# INFORMATION SUPPLIED:
===
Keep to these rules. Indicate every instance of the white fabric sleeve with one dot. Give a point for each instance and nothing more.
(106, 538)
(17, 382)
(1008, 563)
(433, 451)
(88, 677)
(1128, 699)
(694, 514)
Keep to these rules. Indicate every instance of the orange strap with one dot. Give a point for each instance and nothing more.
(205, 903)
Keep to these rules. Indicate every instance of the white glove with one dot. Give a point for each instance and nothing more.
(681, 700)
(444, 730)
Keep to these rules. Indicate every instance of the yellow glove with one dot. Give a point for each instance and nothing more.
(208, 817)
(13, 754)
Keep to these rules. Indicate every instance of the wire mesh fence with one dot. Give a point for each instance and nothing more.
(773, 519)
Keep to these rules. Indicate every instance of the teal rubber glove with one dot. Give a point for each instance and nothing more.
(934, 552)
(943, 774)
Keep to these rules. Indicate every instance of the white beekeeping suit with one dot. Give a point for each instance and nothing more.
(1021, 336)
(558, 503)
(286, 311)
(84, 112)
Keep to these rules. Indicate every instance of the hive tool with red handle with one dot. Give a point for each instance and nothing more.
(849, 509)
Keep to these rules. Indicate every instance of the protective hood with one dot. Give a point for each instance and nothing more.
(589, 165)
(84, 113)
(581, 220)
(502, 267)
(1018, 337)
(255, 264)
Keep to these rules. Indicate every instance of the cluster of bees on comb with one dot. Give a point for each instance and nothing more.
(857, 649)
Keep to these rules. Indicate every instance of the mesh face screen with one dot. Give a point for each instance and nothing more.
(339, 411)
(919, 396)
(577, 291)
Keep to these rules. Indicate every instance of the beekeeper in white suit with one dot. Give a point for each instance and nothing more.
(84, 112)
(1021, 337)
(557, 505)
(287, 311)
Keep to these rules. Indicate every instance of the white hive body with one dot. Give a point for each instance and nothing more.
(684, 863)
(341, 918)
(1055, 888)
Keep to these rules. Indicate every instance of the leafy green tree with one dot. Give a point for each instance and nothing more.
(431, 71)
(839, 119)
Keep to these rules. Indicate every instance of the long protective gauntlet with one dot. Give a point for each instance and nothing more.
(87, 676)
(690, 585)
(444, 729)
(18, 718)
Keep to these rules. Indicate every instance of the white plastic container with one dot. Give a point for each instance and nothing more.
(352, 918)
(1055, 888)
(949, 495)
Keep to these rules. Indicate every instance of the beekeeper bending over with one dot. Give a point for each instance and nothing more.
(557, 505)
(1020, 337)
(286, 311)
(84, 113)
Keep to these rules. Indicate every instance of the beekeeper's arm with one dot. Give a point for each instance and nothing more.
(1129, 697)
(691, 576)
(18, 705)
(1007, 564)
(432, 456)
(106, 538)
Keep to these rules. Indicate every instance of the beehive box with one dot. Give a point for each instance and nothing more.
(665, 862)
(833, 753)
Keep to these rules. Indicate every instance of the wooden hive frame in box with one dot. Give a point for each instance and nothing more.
===
# TASK:
Reproduce exactly the lines from the one containing "Keep to these rules. Indicate every instance of the hive" through the last line of the records above, including both, and nothing else.

# ANSWER TO THE PROBLEM:
Keep to these rules. Indicate every instance of the hive tool with red handle with one dot. Give a point for each instance and nothing more.
(849, 509)
Keep to these rules. Indicate every instance of the protective hood with one dot. Give a point for each instance and nothing more.
(589, 165)
(84, 113)
(581, 220)
(502, 267)
(1018, 337)
(255, 264)
Keep to these rules. Indicate every instance of the cluster of bees on comb with one dot. Give a point for each instance and nothing more.
(857, 649)
Keep to these rules. Indicate every instance of the mesh face screen with one dot. Give a point for each instance and nothing more.
(339, 411)
(919, 396)
(577, 291)
Keep to these rules. Indicate every instance of the beekeeper in white suit with one dot. Give a point for each instance and nothing more.
(84, 112)
(1021, 337)
(557, 505)
(287, 311)
Keep to these rules. Indicate every instance of the white hive body with one dot. Give a point for each instance and nothing more.
(684, 863)
(341, 918)
(1055, 888)
Keep to these rules. Indicate every instance of the leafy green tree with one dot. Give a point for each instance and nothing more.
(431, 71)
(839, 119)
Keep to these rules. Indicate every instance of the long protective gauntlet with one dot. Give a point for each instance and nothing more.
(87, 676)
(690, 585)
(444, 729)
(18, 718)
Keep to these rules. Indicate every instance of the white plastic container with one dot. Give a point for each instance and nothing more.
(352, 918)
(1055, 888)
(949, 495)
Keep to these rules. Indicate every instance of the beekeeper bending over with one dot. Give a point for each instance and nothing more.
(557, 505)
(1020, 337)
(286, 311)
(84, 113)
Keep to these rules. Indicate every instance of the beekeeper's arm with one dot. Give a point for each instance and nothing more.
(1129, 697)
(691, 576)
(18, 705)
(1007, 564)
(432, 456)
(106, 538)
Keep to these rules. Indicate every instance of the beehive box with one dot. Give a point for each instance and nothing more.
(665, 862)
(833, 753)
Keep to these rules. Indicate every instance of the wooden hive frame in box with one dot. Give a point for each instance and nothing more.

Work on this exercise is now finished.